• _WRITTEN EXERCISE A_: In the records below, copy out everything from the line containing "# test: pointer marks one dot per instance of the camouflage" down to the line containing "(1078, 654)", both of those lines included.

• _SELECTED EXCERPT_:
++++++
Everyone repeats it, almost nobody acts on it
Every Bitcoiner has heard "not your keys, not your coins." Most of us repeat it. Far fewer act on it, and the reason is simple: a balance on an exchange feels exactly like owning bitcoin. You can see the number in the app and move it around whenever you want. It looks like yours, right up until the day you go to withdraw and the button doesn't work.
That day has come around a lot. What follows is just a list of what actually happened to people who left their coins with a custodian, with the dates and the dollar amounts attached.
The graveyard at a glance
Seven collapses across nine years. The details differ each time, but the underlying failure is the same one, which is easier to see once you have the individual cases in front of you. Here they are.
2014: Mt. Gox
Mt. Gox handled around 70 percent of all Bitcoin trading by 2013. It halted withdrawals on 7 February 2014 and filed for bankruptcy in Tokyo three weeks later, on 28 February, with roughly 850,000 BTC missing. About 750,000 of those were customer coins. It wasn't one dramatic hack. The coins had been leaking out for years through bad controls and theft nobody caught, hidden behind balance figures that were simply faked. Creditors didn't start getting repaid until July 2024, more than ten years after the collapse.
At the time most people read this as one badly run company. The more durable lesson is about what an exchange balance actually is. It's an IOU, and an IOU is only worth as much as the company behind it is solvent and honest. You usually can't tell whether that's true until the moment it isn't.
2019: QuadrigaCX
QuadrigaCX was the largest exchange in Canada. In December 2018 its founder and CEO, Gerald Cotten, died while travelling in India. The company said Cotten was the only person who could access its cold wallets, so roughly CAD 169 million of customer money was now locked away for good. That was the story, anyway.
++++++
• _MATERIAL_:
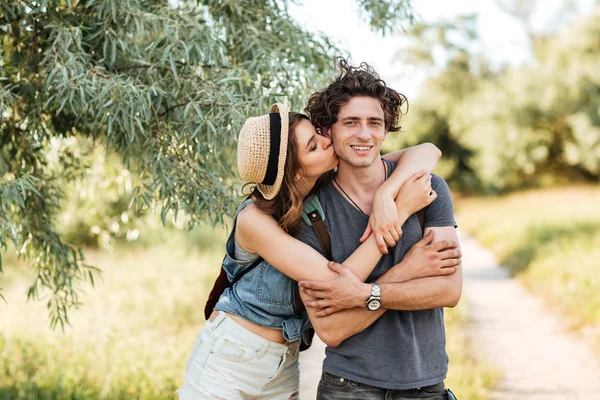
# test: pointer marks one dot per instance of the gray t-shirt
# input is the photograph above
(402, 349)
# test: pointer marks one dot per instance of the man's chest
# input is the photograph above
(345, 230)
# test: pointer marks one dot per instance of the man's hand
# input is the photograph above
(426, 259)
(346, 291)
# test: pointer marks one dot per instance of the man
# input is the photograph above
(390, 342)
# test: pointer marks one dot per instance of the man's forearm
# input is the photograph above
(418, 294)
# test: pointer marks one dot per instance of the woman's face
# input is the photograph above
(314, 151)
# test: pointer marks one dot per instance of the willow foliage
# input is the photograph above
(166, 85)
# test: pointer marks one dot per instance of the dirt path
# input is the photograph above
(512, 330)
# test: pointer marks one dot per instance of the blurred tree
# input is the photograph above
(165, 85)
(447, 43)
(530, 125)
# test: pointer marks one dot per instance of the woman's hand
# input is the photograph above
(384, 222)
(388, 215)
(426, 259)
(415, 194)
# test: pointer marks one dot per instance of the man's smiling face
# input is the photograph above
(359, 131)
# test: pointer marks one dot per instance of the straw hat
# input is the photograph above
(262, 149)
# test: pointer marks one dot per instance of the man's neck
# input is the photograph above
(361, 183)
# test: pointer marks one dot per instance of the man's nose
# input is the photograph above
(325, 142)
(363, 133)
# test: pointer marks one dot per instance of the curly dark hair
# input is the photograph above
(323, 107)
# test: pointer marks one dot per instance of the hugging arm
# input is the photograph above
(259, 233)
(396, 294)
(384, 221)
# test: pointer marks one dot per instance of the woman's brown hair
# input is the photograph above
(286, 207)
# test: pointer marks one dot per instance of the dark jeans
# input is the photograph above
(333, 387)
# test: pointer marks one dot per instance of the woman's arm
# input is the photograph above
(259, 233)
(425, 155)
(384, 221)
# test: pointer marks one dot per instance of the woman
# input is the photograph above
(248, 348)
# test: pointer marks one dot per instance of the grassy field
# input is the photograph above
(550, 240)
(131, 338)
(468, 379)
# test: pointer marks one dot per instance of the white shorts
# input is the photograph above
(230, 362)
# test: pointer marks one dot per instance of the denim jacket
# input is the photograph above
(263, 296)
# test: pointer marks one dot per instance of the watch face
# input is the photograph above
(374, 304)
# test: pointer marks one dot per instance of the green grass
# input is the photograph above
(132, 336)
(467, 378)
(550, 240)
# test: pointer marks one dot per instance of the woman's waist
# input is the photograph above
(272, 315)
(270, 334)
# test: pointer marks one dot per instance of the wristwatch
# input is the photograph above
(373, 303)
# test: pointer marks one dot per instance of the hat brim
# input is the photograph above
(270, 191)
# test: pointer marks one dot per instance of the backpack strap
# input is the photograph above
(421, 217)
(322, 233)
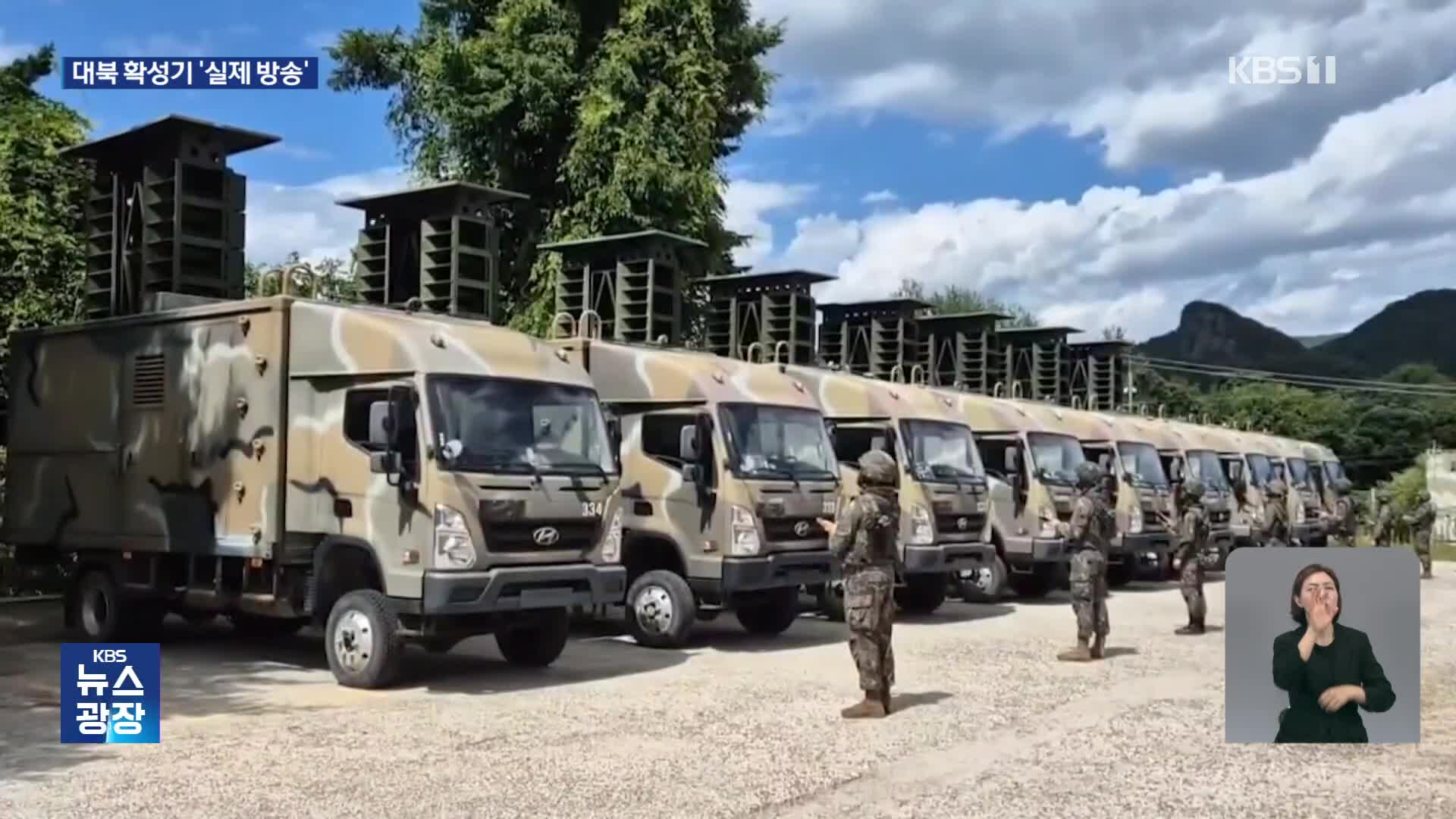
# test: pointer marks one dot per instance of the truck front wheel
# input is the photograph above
(362, 640)
(538, 642)
(772, 615)
(661, 610)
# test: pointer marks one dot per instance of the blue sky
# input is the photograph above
(1044, 150)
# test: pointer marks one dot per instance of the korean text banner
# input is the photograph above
(193, 74)
(111, 692)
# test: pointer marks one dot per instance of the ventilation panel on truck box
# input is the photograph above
(634, 281)
(165, 215)
(440, 243)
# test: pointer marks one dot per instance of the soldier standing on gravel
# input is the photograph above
(1421, 523)
(1383, 521)
(1193, 535)
(864, 539)
(1276, 515)
(1343, 522)
(1088, 545)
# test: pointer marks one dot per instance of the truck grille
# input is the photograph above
(781, 529)
(579, 534)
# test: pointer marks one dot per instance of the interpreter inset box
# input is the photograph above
(1323, 646)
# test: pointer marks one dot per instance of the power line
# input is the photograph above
(1334, 381)
(1310, 384)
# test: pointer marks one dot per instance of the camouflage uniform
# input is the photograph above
(1087, 541)
(1276, 515)
(1383, 522)
(1343, 522)
(865, 544)
(1421, 523)
(1193, 535)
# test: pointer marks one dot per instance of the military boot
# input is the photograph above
(871, 707)
(1194, 627)
(1078, 654)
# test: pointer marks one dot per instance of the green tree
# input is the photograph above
(41, 251)
(612, 115)
(954, 299)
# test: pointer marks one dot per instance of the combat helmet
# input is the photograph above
(878, 469)
(1088, 474)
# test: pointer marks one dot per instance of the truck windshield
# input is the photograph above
(1299, 471)
(485, 425)
(1142, 461)
(772, 442)
(1203, 464)
(1056, 457)
(941, 450)
(1260, 469)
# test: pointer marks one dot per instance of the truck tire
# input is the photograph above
(536, 643)
(922, 594)
(661, 610)
(105, 617)
(983, 585)
(774, 615)
(362, 640)
(832, 601)
(264, 629)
++++++
• _WRITTEN EXERCISE B_: Write what comes next in the article on custodial exchange collapses above.

• _REPLY A_:
# test: pointer marks one dot per instance of the camouflage uniform
# input is the photograph above
(1087, 541)
(1276, 515)
(1383, 522)
(1343, 522)
(865, 544)
(1421, 523)
(1193, 535)
# test: pointer marks one dot per instance of the military boot
# input is the photograph above
(871, 707)
(1194, 627)
(1078, 654)

• _REPLY B_:
When the court-appointed monitor, Ernst & Young, went looking at those wallets, they were empty. They had been empty since April 2018, eight months before Cotten died. In 2020 the Ontario Securities Commission concluded that Quadriga had "operated like a Ponzi scheme." Cotten had been faking trades under aliases, paying real withdrawals out of new deposits, and spending customer money on houses and a private jet.
So Quadriga added something to the Mt. Gox lesson. With Mt. Gox you could at least imagine outside thieves. With Quadriga there was nothing left for thieves to take, because the custody had never really existed. A company telling you its funds are safe in cold storage is making a claim, not showing you proof, and the people making the claim had every reason to stop you from checking it.
2022: the lenders
Mt. Gox and Quadriga still looked like one-off disasters. 2022 showed they were a type. Over a few months a whole chain of lenders and exchanges went down one after another, and the wreckage made it obvious what had been happening to money people thought they had simply deposited. It had been getting lent out and re-lent, often several times over.
It started with a hedge fund. Three Arrows Capital made huge leveraged bets, including a big position in the Terra/LUNA token that went to nearly zero in May 2022. It funded those bets by borrowing from almost every lender in the industry. When the bets failed, 3AC couldn't repay, and a court ordered it into liquidation in late June 2022. Creditors claimed more than $3 billion.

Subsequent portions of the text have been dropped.